## [元の文章]

紹介状なしの大病院の外来、自己負担がより高く
2022.04.01
紹介状なしで大きな病院の外来にかかると、診察料のほかに“特別料金”がかかるということ、ご存知ですか?
これまでは初診で5,000円(歯科の場合は3,000円)以上、再診で2,500円(歯科は1,500円)以上の特別料金が診察料に上乗せされていました。その「紹介状なしで大病院にかかったときに支払う特別料金」が、2022年10月からさらに高くなります。
紹介状なしの特別料金、いくらになるの?
紹介状をもたずに大病院の外来を受診すると、これまでは診察代とは別に、以下の金額がかかっていました。
●初診 医科5,000円、歯科3,000円
●再診 医科2,500円、歯科1,500円
この特別料金には健康保険が適用されないので、全額、患者さんの自己負担になります。
この金額が、2022年10月1日から以下のようにさらに増額されます。
●初診 医科7,000円、歯科5,000円
●再診 医科3,000円、歯科1,900円
病院側の収益は増えない
前述したように、紹介状なしに大病院の外来を受診した際に病院側が徴収しなければいけない特別料金が増額されるのに伴い、今回、新たに「一定額を保険給付範囲から控除」することになりました。

## [課題の内容]
A: 上の文章を読んで、次の問いに答えてください。
(i) 2022年10月1日から、紹介状なしで大病院の外来に初診でかかったときの医科の特別料金はいくらになりますか。
(ii) この特別料金に健康保険は使えますか。
(iii) これまで、再診のときの歯科の特別料金はいくらでしたか。
B: 上の文章のうち、「この金額が、2022年10月1日から以下のようにさらに増額されます。」から「控除」することになりました。」までを、最後の「控除」することになりました。」も含めてそのまま書き写してください。

## [使えるデータ]

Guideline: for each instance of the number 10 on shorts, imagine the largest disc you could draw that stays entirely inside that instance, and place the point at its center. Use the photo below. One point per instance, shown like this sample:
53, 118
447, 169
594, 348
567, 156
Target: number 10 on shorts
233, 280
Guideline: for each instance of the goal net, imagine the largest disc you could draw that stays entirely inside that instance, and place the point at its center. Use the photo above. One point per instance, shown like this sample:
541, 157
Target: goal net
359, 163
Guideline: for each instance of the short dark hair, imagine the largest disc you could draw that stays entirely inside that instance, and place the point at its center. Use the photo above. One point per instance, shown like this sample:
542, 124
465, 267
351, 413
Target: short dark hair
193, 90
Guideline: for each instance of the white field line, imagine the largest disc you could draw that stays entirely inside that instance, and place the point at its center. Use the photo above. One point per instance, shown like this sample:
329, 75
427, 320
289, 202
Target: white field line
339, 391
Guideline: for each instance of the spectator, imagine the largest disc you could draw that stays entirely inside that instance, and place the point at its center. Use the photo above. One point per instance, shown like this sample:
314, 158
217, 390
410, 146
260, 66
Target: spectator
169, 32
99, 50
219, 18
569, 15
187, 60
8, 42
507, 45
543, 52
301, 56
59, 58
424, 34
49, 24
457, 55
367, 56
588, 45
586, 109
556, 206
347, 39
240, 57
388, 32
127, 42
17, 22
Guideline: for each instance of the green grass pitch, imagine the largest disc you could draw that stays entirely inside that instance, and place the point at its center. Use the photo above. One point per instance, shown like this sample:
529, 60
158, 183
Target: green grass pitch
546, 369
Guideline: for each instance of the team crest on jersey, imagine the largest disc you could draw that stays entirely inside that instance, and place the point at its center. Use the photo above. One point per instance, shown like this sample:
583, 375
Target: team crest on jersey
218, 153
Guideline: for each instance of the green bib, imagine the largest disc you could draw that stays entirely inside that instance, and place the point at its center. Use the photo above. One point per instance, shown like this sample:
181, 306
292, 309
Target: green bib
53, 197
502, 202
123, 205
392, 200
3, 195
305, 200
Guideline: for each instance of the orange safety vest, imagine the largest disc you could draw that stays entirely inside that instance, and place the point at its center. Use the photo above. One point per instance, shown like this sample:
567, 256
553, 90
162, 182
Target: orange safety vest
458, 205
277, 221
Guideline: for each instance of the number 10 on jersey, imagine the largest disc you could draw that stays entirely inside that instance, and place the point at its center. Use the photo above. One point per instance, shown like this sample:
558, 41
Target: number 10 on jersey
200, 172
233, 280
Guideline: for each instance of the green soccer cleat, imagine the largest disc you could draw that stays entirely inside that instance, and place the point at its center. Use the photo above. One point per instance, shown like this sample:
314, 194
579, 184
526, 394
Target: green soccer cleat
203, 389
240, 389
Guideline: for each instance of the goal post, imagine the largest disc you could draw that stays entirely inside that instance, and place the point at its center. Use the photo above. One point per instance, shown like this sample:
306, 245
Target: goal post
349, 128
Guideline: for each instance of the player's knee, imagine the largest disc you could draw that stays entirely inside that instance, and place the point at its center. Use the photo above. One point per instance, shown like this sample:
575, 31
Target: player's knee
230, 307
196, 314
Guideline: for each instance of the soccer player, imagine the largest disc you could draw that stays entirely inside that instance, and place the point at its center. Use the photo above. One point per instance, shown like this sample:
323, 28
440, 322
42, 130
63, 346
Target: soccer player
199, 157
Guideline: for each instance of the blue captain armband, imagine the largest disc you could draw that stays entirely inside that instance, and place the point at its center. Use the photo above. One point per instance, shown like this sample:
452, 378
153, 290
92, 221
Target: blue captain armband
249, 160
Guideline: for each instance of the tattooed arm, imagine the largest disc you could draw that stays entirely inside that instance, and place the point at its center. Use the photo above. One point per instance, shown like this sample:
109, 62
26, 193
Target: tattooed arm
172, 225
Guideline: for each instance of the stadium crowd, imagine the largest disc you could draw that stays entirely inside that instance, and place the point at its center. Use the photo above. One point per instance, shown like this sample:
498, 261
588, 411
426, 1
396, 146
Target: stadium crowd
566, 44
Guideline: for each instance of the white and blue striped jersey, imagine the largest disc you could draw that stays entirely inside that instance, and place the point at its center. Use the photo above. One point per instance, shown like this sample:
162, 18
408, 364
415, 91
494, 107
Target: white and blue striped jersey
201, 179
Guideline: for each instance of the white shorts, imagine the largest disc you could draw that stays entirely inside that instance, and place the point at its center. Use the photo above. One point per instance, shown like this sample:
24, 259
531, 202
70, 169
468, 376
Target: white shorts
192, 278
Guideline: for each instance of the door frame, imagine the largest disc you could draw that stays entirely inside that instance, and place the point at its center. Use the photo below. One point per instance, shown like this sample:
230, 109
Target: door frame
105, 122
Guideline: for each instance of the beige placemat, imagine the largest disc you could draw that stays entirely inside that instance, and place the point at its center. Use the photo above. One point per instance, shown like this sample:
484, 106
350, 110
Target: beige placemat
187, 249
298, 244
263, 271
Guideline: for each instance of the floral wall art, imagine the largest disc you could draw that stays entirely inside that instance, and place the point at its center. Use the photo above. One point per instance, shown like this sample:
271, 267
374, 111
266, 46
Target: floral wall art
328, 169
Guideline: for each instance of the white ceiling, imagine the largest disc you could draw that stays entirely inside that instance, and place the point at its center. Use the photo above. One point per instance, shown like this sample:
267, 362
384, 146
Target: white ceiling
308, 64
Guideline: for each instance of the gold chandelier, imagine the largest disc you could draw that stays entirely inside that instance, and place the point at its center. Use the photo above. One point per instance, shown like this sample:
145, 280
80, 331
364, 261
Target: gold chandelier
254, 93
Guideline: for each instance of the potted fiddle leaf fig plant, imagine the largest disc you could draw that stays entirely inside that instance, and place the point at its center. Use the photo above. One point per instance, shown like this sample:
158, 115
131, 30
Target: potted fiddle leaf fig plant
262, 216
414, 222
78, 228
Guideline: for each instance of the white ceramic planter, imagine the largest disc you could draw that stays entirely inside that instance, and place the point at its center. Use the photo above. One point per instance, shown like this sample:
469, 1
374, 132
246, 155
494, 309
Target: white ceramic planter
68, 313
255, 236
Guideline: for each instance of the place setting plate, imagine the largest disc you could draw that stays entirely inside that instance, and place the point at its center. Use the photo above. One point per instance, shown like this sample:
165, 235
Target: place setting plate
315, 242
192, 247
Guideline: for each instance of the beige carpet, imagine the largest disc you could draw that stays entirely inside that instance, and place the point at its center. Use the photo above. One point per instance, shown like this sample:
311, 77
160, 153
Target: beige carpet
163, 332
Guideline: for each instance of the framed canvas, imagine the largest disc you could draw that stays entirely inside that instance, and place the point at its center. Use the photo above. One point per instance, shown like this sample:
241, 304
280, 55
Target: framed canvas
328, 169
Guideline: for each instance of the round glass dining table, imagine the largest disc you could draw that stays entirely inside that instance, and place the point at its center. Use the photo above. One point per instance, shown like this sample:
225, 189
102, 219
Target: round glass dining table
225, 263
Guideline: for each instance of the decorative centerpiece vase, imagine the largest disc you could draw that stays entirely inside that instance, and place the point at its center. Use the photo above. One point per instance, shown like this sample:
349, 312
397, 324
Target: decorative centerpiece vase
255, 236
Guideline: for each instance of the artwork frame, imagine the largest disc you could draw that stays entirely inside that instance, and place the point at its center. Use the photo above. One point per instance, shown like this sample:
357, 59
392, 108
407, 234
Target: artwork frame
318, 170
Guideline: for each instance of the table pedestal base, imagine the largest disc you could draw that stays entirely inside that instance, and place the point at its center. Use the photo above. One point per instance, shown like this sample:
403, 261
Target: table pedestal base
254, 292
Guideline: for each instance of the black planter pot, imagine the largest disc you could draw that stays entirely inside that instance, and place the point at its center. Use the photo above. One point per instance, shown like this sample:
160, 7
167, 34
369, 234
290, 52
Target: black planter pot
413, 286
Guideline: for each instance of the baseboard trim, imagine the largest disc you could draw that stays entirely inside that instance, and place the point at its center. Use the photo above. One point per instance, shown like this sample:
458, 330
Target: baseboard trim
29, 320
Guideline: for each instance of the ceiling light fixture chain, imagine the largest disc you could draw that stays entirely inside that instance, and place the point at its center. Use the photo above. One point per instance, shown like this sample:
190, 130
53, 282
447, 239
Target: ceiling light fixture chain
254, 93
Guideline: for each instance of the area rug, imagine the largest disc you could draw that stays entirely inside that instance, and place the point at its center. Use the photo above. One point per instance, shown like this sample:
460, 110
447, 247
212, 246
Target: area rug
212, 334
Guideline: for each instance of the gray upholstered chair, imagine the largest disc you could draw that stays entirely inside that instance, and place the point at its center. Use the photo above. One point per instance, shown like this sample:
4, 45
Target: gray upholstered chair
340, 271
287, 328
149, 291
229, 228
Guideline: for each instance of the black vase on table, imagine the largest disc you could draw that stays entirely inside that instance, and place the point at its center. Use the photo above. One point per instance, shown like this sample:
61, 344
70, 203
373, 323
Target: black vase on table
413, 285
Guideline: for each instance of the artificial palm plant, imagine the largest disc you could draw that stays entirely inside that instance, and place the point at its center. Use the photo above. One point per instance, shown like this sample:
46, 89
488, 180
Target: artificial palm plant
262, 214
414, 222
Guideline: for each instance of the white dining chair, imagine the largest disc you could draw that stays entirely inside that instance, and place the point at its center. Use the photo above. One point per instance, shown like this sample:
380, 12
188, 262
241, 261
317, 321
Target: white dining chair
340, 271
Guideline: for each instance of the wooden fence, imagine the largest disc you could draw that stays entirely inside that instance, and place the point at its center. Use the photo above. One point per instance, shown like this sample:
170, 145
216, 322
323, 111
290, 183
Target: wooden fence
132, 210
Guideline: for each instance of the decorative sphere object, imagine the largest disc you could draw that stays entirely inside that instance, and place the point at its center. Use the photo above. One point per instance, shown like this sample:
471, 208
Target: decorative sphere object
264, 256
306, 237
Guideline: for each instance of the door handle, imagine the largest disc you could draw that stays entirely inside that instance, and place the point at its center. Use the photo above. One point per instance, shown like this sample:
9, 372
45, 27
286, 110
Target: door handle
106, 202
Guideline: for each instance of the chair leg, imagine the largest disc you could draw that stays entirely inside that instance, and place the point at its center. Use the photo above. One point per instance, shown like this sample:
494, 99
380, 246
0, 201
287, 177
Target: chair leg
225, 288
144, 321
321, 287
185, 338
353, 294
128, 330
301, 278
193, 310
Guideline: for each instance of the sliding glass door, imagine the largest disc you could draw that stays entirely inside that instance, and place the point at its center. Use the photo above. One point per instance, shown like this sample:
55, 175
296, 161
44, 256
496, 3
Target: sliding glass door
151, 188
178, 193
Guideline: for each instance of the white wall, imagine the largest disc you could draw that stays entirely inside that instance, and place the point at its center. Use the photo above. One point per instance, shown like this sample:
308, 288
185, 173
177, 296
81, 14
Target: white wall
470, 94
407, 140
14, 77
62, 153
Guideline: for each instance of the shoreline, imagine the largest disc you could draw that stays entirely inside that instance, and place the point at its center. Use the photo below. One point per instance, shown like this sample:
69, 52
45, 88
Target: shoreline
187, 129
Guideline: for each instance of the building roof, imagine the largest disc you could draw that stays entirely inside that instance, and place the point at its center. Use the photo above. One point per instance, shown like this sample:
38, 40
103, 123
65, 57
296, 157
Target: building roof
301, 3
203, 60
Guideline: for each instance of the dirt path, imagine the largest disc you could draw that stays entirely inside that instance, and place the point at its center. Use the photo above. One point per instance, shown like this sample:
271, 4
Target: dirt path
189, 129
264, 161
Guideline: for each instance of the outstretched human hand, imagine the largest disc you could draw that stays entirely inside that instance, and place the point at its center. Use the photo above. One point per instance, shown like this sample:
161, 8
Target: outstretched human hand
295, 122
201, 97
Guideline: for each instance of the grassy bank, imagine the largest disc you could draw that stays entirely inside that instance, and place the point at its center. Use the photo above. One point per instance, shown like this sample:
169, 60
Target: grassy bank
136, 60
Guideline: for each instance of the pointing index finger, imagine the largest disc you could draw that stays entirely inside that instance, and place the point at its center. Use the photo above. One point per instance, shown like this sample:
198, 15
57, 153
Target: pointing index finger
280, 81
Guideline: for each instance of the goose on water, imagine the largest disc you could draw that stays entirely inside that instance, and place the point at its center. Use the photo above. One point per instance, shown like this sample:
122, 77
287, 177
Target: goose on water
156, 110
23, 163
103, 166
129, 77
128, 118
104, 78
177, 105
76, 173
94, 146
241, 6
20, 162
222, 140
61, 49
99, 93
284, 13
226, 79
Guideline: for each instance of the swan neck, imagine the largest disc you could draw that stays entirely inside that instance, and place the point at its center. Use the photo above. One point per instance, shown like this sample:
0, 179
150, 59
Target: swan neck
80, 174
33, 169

## [課題の答え]
A:
(i) 7,000円
(ii) 使えません。全額が患者さんの自己負担になります。
(iii) 1,500円

B:
この金額が、2022年10月1日から以下のようにさらに増額されます。
●初診 医科7,000円、歯科5,000円
●再診 医科3,000円、歯科1,900円
病院側の収益は増えない
前述したように、紹介状なしに大病院の外来を受診した際に病院側が徴収しなければいけない特別料金が増額されるのに伴い、今回、新たに「一定額を保険給付範囲から控除」することになりました。